= What the task requires =
Quote the lines below exactly, from the one that holds "[tag] desert shrub: a pin per instance" through the final line of the records, and only those.
-- Start of Listing --
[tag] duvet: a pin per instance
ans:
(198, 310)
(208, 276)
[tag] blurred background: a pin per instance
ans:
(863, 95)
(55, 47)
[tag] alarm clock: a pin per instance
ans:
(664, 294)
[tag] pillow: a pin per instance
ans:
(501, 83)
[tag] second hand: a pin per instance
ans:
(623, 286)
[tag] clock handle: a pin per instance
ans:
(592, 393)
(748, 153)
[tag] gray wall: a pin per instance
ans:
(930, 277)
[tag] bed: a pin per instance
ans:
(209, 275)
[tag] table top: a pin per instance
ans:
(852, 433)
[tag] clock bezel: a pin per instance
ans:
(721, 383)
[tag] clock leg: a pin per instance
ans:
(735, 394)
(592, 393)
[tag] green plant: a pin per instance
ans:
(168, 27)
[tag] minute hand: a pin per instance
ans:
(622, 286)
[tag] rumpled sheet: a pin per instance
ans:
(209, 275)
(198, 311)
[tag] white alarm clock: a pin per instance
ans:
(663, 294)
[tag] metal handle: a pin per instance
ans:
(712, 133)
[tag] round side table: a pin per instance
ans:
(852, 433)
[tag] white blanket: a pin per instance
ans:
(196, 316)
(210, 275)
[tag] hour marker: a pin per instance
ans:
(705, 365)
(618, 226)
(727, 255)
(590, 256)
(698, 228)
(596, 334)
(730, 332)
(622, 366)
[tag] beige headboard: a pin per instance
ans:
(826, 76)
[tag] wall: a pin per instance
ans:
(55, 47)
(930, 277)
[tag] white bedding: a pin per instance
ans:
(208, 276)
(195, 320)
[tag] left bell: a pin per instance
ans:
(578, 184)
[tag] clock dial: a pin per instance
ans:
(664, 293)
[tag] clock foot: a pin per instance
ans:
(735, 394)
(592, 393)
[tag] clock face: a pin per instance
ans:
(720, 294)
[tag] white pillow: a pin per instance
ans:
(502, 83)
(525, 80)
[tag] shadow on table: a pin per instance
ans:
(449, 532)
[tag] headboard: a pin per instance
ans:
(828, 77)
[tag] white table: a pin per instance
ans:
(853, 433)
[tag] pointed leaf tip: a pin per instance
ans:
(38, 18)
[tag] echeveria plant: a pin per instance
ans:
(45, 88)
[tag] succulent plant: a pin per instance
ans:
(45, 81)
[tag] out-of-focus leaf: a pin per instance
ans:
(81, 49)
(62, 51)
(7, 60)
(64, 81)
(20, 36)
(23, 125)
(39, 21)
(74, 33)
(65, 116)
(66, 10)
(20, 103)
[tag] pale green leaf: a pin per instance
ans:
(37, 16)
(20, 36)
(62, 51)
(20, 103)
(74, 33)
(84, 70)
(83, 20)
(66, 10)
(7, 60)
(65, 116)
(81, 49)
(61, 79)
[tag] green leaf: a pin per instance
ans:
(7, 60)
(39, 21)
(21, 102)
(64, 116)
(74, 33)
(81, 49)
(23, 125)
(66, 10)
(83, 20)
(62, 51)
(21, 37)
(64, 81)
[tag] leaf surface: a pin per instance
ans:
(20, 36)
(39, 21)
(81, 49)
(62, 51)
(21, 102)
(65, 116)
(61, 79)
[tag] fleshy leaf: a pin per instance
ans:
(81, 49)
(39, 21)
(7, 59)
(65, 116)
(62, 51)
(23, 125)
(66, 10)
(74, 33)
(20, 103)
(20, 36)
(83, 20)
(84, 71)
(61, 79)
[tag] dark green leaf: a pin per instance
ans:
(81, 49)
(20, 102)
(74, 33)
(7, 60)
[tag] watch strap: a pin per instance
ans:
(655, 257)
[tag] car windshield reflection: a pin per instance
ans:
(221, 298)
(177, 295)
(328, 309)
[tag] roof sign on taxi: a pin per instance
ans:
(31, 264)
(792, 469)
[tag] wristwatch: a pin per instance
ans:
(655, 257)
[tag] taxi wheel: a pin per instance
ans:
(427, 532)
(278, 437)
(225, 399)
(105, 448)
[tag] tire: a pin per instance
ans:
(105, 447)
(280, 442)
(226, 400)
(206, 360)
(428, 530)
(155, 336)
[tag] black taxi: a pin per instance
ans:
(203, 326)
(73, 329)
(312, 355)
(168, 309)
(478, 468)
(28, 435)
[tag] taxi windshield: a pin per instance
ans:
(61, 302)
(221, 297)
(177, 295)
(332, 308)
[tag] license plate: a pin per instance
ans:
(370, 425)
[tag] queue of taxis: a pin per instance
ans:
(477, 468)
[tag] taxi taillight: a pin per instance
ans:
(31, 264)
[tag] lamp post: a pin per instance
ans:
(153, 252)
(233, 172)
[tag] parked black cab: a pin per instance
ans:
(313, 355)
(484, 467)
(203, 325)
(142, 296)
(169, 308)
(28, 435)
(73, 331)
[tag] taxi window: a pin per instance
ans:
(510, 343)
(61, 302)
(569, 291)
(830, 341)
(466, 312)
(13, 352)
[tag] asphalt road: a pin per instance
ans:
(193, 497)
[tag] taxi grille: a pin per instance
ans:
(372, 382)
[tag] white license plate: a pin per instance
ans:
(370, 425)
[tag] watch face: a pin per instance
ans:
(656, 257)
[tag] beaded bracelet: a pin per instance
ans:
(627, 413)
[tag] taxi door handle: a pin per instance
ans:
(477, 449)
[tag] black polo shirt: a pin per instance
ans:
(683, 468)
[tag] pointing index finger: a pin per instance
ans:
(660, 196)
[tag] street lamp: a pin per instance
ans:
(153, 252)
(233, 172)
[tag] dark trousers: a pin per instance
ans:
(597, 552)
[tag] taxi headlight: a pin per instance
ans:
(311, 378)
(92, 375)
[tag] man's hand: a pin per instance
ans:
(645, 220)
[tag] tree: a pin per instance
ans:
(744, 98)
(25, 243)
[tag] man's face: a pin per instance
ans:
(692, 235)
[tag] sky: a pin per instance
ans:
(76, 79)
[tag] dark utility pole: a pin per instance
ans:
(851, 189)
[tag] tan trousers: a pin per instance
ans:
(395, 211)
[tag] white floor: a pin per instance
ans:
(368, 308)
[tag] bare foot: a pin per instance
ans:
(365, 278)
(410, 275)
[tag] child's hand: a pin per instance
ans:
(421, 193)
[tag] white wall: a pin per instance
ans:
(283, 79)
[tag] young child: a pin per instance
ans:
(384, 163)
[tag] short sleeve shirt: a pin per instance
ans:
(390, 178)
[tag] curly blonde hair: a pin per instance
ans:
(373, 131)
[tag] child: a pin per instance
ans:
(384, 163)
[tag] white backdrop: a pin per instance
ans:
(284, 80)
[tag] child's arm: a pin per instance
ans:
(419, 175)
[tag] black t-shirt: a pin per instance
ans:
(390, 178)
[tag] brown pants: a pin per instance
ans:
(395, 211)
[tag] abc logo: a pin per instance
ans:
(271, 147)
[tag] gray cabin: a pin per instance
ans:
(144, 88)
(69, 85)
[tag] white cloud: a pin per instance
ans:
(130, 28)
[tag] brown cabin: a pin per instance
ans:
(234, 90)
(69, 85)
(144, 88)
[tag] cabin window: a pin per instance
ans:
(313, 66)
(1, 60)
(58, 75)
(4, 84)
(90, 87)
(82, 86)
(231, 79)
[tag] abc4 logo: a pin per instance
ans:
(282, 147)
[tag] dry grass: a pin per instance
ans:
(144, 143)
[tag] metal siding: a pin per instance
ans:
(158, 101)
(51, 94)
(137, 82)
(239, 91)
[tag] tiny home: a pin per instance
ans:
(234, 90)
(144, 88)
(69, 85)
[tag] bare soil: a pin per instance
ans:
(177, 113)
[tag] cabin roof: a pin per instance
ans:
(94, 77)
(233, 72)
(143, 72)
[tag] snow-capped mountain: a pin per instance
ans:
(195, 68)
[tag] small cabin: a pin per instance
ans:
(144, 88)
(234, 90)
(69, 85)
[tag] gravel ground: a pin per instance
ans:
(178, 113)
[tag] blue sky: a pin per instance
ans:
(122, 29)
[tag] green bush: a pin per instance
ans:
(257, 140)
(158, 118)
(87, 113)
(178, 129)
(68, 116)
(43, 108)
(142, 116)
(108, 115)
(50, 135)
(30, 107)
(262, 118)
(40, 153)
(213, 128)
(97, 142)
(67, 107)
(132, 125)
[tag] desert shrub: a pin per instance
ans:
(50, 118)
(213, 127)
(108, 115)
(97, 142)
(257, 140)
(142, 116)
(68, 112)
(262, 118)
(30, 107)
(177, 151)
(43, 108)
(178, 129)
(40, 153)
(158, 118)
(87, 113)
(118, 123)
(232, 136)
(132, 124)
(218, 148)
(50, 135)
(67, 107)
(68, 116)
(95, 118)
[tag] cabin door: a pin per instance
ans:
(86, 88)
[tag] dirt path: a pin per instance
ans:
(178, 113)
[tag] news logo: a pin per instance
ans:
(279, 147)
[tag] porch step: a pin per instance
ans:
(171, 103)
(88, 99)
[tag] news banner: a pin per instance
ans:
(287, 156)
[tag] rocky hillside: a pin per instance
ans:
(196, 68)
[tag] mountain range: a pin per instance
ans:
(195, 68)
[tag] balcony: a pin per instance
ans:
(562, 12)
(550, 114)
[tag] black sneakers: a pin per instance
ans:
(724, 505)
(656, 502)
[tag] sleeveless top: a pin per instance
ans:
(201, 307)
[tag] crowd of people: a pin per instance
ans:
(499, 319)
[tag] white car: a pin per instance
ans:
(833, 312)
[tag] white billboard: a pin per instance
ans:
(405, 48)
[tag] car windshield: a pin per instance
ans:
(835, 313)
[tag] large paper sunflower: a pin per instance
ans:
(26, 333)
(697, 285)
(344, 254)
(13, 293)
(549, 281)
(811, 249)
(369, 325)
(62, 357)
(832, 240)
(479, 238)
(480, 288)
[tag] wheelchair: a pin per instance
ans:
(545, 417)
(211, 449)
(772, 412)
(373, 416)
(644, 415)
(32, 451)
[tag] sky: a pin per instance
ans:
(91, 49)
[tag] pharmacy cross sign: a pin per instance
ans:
-- End of Listing --
= Response for this exercise =
[tag] desert shrub: a pin per instance
ans:
(50, 118)
(213, 127)
(108, 115)
(97, 142)
(257, 140)
(142, 116)
(68, 112)
(262, 118)
(30, 107)
(177, 151)
(43, 108)
(178, 129)
(40, 153)
(158, 118)
(87, 113)
(118, 123)
(232, 136)
(132, 124)
(218, 148)
(50, 135)
(67, 107)
(68, 116)
(95, 118)
[tag] cabin door: a pin per instance
ans:
(86, 88)
[tag] dirt path: a pin per instance
ans:
(178, 113)
[tag] news logo: a pin per instance
ans:
(279, 147)
[tag] porch step: a pin per instance
ans:
(171, 103)
(88, 99)
[tag] news banner: a pin per instance
ans:
(287, 156)
[tag] rocky hillside: a pin per instance
ans:
(196, 68)
[tag] mountain range: a pin per instance
ans:
(195, 68)
[tag] balcony: a pin per instance
ans:
(562, 12)
(550, 114)
[tag] black sneakers: a pin per instance
ans:
(724, 505)
(656, 502)
[tag] sleeveless top: a pin per instance
ans:
(201, 307)
[tag] crowd of people: a pin per instance
ans:
(499, 319)
[tag] white car: a pin per instance
ans:
(833, 312)
[tag] white billboard: a pin per instance
ans:
(405, 48)
[tag] car windshield: a pin per instance
ans:
(835, 313)
[tag] large paper sunflower: a pin per instance
ans:
(26, 333)
(697, 285)
(344, 254)
(13, 293)
(549, 281)
(811, 249)
(369, 325)
(62, 357)
(832, 240)
(479, 238)
(480, 288)
[tag] wheelchair: a pin per instance
ans:
(545, 417)
(211, 449)
(772, 412)
(373, 416)
(644, 415)
(32, 451)
[tag] sky: a pin per instance
ans:
(91, 49)
[tag] pharmacy cross sign: a pin per instance
ans:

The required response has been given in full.